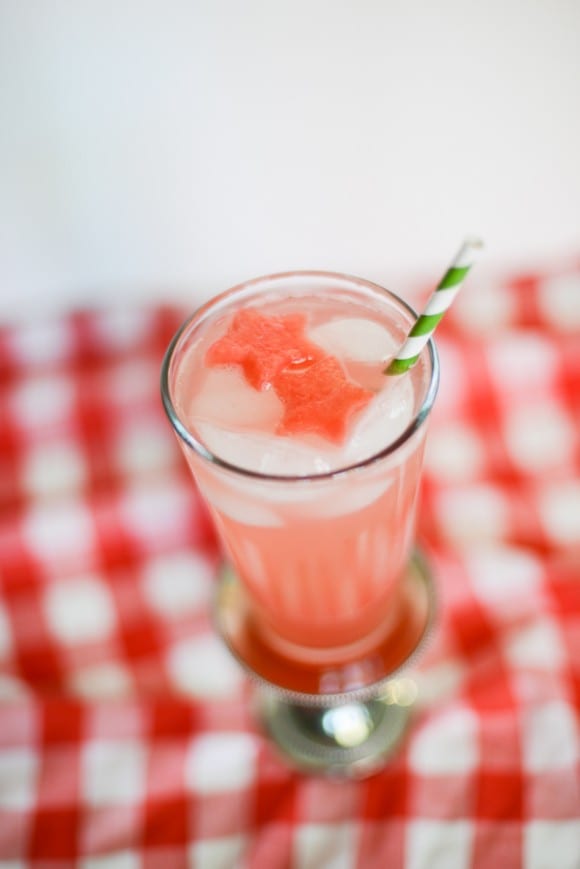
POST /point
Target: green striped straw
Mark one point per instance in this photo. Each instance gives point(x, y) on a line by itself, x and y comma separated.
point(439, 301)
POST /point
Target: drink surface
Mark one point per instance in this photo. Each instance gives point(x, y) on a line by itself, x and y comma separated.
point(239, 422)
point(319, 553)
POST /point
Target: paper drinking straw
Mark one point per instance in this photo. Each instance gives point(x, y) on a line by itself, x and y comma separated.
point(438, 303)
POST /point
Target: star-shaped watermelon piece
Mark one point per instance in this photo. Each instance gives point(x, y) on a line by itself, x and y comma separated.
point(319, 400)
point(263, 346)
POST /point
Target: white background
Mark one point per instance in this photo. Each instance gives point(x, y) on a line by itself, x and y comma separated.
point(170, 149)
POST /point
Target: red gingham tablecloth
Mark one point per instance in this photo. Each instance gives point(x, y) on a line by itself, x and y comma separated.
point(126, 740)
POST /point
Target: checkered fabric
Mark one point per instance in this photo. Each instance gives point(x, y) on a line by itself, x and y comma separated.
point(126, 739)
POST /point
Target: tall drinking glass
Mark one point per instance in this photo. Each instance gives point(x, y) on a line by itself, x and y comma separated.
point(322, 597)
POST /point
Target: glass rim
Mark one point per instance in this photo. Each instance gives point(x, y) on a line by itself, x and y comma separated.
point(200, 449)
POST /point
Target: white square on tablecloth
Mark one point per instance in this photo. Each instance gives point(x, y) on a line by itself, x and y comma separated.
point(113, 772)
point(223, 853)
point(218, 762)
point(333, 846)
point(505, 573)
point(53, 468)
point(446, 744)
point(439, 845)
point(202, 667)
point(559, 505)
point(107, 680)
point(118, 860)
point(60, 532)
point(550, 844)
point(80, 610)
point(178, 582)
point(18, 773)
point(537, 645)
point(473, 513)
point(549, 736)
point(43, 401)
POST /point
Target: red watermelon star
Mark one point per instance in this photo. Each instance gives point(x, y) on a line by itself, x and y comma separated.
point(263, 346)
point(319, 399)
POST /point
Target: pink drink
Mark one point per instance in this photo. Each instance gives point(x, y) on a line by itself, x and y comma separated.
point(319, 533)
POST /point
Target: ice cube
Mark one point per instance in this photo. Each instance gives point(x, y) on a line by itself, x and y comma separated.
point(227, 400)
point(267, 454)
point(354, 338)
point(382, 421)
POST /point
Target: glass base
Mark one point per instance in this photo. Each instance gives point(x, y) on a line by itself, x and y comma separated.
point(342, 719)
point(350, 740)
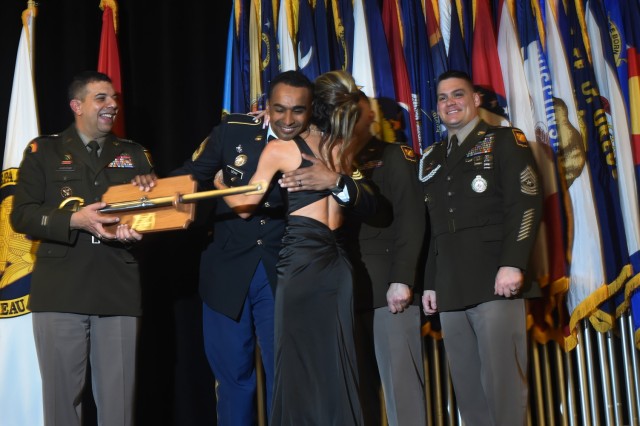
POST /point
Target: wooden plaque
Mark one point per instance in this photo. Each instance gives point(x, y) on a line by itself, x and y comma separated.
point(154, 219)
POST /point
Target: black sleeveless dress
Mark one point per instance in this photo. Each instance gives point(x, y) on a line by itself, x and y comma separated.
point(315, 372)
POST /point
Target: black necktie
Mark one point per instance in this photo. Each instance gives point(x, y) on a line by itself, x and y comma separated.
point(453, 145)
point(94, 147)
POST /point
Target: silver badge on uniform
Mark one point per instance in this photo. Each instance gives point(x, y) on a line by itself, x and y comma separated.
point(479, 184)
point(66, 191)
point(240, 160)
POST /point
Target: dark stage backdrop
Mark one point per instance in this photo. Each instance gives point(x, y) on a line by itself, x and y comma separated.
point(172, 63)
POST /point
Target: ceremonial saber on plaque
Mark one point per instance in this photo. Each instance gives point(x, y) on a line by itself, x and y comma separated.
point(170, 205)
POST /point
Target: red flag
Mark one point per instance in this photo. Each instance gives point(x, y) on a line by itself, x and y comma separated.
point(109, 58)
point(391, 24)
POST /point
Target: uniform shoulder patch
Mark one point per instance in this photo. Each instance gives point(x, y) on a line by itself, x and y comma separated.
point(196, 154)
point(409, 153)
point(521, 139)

THE EXERCISE> Reproduce every row above verbatim, leaving out the pictures.

COMPLETE RESPONSE>
POST /point
Target: green striped straw
Mark one point per instance in this photo. Each instance gives point(x, y) on a line by itself, x and y comma separated.
point(439, 301)
POST /point
Target: drink surface
Mark one point per instance in this photo. Each instance gives point(x, y) on a line by itself, x and y comma separated.
point(239, 422)
point(319, 553)
POST /point
Target: paper drinking straw
Mark one point per instance in this photo. Each instance gives point(x, y) on a line by itself, x and y comma separated.
point(438, 303)
POST /point
Target: star-shaped watermelon piece
Mark one point per instance in this photo. Each instance gives point(x, y) on a line by itself, x and y comma separated.
point(319, 400)
point(263, 346)
POST /point
Target: white background
Mark one point per instance in this photo. Each instance gives point(x, y) on a line by itself, x and y comma separated.
point(170, 149)
POST /point
Target: red gingham tablecloth
Mark one point per instance in this photo. Each instance gives point(x, y) on a line by itself, x and y comma separated.
point(126, 740)
POST /point
Target: checkered fabric
Mark one point per instance in this photo. Each instance gives point(x, y) on a line by itself, x and y comma separated.
point(126, 739)
POST /point
Target: tall drinking glass
Mark one point per instance in this photo. Each instance gives point(x, y) on a line by itself, x and y comma separated.
point(322, 597)
POST /point
Target: glass rim
Mark one point per instance in this photo. Each instance gives point(x, y) on a line by itself, x and y comma separated.
point(200, 449)
POST /point
Target: white square on tablecloth
Mark one point per instance in this photo. Each instance gives point(x, y) on a line by itself, x and y comma separated.
point(113, 772)
point(223, 853)
point(218, 762)
point(333, 846)
point(505, 573)
point(53, 468)
point(446, 744)
point(439, 845)
point(202, 667)
point(559, 505)
point(107, 680)
point(118, 860)
point(60, 532)
point(550, 844)
point(80, 610)
point(178, 582)
point(18, 773)
point(537, 645)
point(473, 513)
point(549, 736)
point(43, 401)
POST /point
Target: red watermelon star
Mark one point per instance in this photo. Each instance gives point(x, y) on a line by itself, x and y comma separated.
point(263, 346)
point(319, 399)
POST /point
Target: pink drink
Mark one point per instance in this photo. Each instance gives point(x, y) on a line by itself, x and y comma separated.
point(319, 533)
POST /point
Target: ice cube
Mark one point per instance in this photo. Each instance gives point(x, y) on a line by itself, x and y comma separated.
point(227, 400)
point(267, 454)
point(354, 338)
point(382, 421)
POST /point
Target: glass base
Mark one point per instance in this photo. Each instance gives point(x, y) on a line by itself, x and y comma separated.
point(342, 719)
point(350, 740)
POST /point
Target: wooden plaque
Mark one point per instance in this photo. Each instance gives point(x, y) on a line by itself, x and y comma separated.
point(154, 219)
POST /point
Target: black sleeveless dress
Mark one point per instance in this photo. Each instance gives point(x, y) on a line by itself, x and y comma separated.
point(315, 372)
POST /point
Target: black necktie
Mark one point per instance in this photo. Each instance gives point(x, y) on a line by itself, x and y comma separated.
point(453, 145)
point(94, 147)
POST /point
Target: silver badge on uniform
Mark one point per instance in this photo. Each instance gives point(x, y) on a line by itself, x and y comma separated.
point(479, 184)
point(66, 191)
point(240, 160)
POST /point
Target: dark stage backdrop
Mark one point per instance in this photo. Each instance gives point(x, y) on a line by itself, x and y comma separated.
point(172, 63)
POST /point
Target: ceremonial saber on plaque
Mark one point per instance in this photo. Each instance gives point(x, y) on a line by itself, x and y comma separated.
point(170, 205)
POST /point
Target: red flag
Mark one point per instance in this photo. Each instance gives point(x, y) on a line by itself, x and y comma separated.
point(109, 58)
point(391, 24)
POST /point
Target: uniform shoulder patch
Mark one point per instance in this photo. Each instance gives point(x, y) on a line by itself, x and y comma separated.
point(196, 154)
point(409, 153)
point(521, 139)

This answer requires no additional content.